REQUIREMENT: Set down, word for word, the stretch of lines from the one containing "Objective — for every instance of the girl's arm, mark" to the end of the records below.

RECORDS FOR PROCESSING:
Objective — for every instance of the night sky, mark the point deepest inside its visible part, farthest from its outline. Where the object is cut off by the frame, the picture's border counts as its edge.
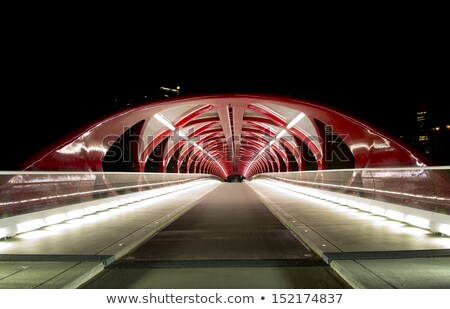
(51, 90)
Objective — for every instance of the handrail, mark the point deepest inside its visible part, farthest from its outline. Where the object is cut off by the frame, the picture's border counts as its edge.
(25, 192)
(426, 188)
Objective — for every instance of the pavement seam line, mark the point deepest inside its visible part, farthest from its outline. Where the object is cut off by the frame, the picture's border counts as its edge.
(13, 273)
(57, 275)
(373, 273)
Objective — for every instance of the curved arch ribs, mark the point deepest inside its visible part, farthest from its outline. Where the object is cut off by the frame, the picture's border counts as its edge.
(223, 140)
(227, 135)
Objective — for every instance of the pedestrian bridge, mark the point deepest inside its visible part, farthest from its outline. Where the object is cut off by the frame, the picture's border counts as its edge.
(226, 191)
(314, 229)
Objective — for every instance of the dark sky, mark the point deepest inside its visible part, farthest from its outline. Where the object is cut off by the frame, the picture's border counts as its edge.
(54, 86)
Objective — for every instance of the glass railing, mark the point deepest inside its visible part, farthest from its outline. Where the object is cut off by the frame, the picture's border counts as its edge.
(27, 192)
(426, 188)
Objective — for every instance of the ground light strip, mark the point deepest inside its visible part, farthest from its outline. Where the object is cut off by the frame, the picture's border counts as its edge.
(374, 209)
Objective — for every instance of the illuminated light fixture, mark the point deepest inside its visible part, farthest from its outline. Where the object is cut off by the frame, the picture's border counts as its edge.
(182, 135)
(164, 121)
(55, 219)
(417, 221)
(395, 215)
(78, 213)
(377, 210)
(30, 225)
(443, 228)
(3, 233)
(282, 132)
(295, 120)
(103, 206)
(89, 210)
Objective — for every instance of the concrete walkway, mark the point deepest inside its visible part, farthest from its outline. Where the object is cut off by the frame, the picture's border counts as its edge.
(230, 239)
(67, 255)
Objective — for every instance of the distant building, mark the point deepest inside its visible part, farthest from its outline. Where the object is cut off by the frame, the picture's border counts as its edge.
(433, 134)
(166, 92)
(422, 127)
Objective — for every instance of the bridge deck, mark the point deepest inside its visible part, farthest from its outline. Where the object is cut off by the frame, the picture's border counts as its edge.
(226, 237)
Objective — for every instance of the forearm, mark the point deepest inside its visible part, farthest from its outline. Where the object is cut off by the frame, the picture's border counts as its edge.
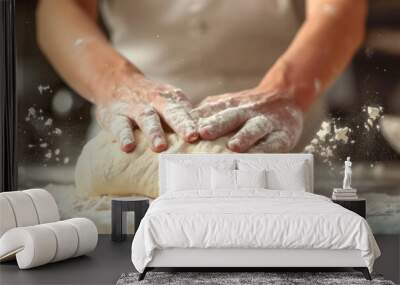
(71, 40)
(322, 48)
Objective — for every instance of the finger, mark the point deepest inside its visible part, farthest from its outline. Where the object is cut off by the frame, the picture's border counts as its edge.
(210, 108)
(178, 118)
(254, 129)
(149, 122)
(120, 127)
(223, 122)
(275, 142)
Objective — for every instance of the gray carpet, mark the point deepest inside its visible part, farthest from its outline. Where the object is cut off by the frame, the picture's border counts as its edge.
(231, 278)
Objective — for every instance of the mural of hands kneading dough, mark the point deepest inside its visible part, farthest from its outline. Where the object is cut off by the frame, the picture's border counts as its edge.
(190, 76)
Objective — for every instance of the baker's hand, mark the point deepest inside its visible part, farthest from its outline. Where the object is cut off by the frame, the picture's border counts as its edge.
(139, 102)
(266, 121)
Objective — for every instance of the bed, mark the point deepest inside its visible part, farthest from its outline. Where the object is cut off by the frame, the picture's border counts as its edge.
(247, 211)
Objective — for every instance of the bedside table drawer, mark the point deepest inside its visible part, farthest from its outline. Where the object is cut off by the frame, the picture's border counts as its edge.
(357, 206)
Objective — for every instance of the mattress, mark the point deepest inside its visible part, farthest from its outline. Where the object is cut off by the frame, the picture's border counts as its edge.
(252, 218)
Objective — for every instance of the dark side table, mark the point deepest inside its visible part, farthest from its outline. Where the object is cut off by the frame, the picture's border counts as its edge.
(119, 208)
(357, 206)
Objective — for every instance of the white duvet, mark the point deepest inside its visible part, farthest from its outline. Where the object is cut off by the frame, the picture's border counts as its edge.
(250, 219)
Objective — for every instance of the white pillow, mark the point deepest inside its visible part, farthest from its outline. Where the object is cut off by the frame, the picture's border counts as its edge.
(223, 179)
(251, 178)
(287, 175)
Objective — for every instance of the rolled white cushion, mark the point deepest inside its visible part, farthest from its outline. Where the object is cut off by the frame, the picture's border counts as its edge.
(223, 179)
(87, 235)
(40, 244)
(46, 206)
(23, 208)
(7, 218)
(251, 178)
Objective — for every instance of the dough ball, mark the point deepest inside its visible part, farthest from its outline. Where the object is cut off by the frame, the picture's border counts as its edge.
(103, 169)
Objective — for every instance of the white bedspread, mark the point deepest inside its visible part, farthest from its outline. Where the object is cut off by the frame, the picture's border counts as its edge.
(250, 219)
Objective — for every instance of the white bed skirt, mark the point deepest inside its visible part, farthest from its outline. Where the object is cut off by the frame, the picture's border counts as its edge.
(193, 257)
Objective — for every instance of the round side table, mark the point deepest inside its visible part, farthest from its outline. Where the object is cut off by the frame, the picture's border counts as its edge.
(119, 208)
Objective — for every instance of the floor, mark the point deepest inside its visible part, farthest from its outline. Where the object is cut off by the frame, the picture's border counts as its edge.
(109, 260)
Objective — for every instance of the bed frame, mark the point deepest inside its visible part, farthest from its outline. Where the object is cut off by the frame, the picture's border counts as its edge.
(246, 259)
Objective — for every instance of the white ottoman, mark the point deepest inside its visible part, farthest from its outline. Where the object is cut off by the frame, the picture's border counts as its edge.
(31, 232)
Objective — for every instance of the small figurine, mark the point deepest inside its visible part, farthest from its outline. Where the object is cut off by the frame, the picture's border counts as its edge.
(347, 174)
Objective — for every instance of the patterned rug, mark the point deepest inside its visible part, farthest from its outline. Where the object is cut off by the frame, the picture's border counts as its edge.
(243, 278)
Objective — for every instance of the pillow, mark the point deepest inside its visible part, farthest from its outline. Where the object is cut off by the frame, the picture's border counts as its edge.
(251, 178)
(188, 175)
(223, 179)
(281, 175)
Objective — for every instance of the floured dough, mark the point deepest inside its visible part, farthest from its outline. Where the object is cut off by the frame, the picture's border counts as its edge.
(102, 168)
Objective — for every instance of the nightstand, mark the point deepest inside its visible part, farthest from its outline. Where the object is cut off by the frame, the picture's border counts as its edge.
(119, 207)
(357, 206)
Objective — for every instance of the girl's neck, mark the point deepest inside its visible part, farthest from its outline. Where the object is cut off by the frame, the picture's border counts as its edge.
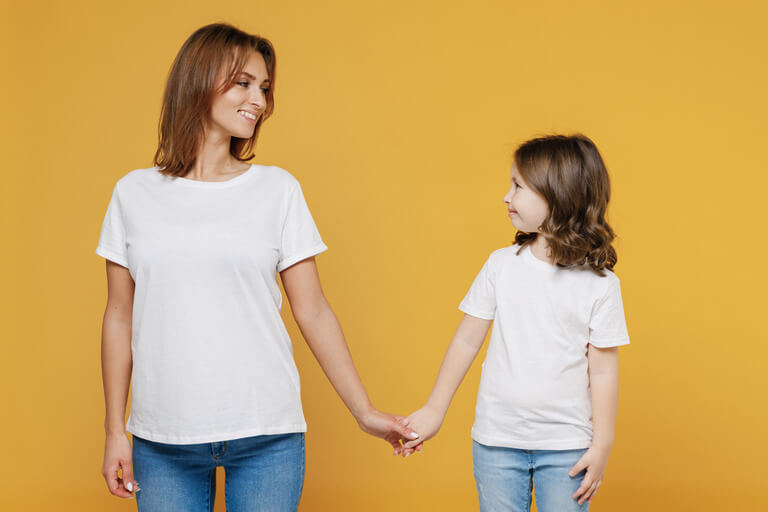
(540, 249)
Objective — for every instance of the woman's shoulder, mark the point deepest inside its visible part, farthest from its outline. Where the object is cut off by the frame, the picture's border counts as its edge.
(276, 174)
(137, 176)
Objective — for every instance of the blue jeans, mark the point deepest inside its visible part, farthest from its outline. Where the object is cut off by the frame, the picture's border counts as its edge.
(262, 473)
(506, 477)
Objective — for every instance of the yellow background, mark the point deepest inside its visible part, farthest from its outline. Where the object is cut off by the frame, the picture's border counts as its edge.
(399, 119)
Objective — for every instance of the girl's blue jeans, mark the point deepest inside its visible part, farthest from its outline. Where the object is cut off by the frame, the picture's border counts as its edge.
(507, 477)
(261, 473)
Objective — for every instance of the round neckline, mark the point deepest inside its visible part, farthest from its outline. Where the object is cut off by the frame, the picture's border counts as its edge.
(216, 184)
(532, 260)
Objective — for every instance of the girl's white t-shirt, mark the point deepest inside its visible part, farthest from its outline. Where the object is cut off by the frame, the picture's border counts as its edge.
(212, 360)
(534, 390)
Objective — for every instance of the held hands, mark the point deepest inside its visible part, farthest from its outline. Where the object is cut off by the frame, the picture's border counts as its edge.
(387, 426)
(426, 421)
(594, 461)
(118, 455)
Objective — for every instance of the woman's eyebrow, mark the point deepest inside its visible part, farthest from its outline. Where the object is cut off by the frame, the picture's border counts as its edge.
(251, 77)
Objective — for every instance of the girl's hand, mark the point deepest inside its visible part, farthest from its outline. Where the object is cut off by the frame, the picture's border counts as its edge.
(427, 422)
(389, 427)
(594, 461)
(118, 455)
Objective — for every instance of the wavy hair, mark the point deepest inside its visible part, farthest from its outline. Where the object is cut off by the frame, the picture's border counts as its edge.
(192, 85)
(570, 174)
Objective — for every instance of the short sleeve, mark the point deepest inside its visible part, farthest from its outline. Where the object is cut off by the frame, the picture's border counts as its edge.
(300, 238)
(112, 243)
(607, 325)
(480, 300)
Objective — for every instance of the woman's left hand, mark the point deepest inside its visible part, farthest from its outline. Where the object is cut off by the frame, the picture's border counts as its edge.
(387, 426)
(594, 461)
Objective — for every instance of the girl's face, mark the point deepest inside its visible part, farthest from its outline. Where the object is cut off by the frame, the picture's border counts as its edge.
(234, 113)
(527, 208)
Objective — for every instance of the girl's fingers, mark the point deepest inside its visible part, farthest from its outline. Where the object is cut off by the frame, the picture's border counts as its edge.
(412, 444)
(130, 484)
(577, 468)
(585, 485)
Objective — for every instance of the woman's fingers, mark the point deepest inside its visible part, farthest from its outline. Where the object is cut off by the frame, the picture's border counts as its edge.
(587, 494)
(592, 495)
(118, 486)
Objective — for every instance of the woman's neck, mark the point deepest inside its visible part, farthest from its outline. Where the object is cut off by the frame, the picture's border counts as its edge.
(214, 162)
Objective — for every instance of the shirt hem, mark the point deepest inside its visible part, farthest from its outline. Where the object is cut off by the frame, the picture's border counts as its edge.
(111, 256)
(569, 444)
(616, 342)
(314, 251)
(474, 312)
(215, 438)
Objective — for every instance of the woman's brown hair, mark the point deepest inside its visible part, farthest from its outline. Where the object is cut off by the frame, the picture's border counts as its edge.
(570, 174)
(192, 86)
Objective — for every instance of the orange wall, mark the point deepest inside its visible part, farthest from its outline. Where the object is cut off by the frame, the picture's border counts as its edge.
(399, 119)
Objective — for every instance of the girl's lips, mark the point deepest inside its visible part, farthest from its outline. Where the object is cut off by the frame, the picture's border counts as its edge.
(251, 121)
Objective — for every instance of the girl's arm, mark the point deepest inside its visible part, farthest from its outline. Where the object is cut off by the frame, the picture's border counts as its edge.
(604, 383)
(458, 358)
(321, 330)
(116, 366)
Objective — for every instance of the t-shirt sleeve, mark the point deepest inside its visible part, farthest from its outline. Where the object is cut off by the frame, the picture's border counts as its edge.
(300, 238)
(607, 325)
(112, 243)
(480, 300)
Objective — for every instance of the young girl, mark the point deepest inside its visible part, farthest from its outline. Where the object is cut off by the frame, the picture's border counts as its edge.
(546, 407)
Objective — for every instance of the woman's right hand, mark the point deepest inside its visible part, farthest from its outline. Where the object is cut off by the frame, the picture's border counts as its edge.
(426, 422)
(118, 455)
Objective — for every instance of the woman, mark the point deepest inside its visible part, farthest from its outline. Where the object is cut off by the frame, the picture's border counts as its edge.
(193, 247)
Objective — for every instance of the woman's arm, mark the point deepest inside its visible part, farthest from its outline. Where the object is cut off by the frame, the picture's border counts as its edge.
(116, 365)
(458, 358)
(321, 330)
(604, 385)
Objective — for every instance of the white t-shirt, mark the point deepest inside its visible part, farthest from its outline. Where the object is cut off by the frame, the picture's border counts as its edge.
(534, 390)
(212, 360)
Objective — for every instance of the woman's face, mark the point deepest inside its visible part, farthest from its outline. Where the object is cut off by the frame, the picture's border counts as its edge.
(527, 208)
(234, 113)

TASK OUTPUT:
Objective — for every instance of the girl's arm, mark the point deepest inside its visible part, farthest from its outline. Where the object is cut off by the frame, the picture's border counts as its edge.
(604, 383)
(458, 358)
(321, 330)
(116, 366)
Objective — for every instance of the t-shirt sleeve, mark the point deepest inside its visible part, farthest from its outline. Where the object is cut off by the frame, the picture's border counts as its edge.
(300, 238)
(607, 325)
(112, 243)
(480, 300)
Objective — for every instance of the young girl, mark the point deepest inside its visible part, farthest from its outline. Where the object is cut off by the frame, the picture's border counts as its edge.
(546, 407)
Objective — for every instance of the woman's right hand, mark the point deepest inside its visible part, farthest from its outline. Where the object is cut off by the frame, the picture's border counts as its edge.
(426, 422)
(118, 455)
Objective — for every instance of the woman, mark the point deepest inside its visible part, farthest from its outline. Where the object is cut off by the frame, the picture's border counts as its edge.
(193, 247)
Objective — for every instance of the woman's arm, mark the point deepest inside its visible part, farthest from its outline. Where the object is cut off by the frame, the picture's border counts as its edge.
(116, 365)
(458, 358)
(321, 330)
(604, 385)
Objective — for every instance of the white t-shirt, mark the point deepest inside its visible part, farthest from its outline. Where the object is cut off by the frame, the picture's border counts as its edge.
(534, 390)
(212, 360)
Objective — for every instance of the woman's face, mark the point deepest inside its visible part, farthest from its outline. Where the object is cut off by the frame, the picture's border counts as its edge.
(527, 208)
(234, 113)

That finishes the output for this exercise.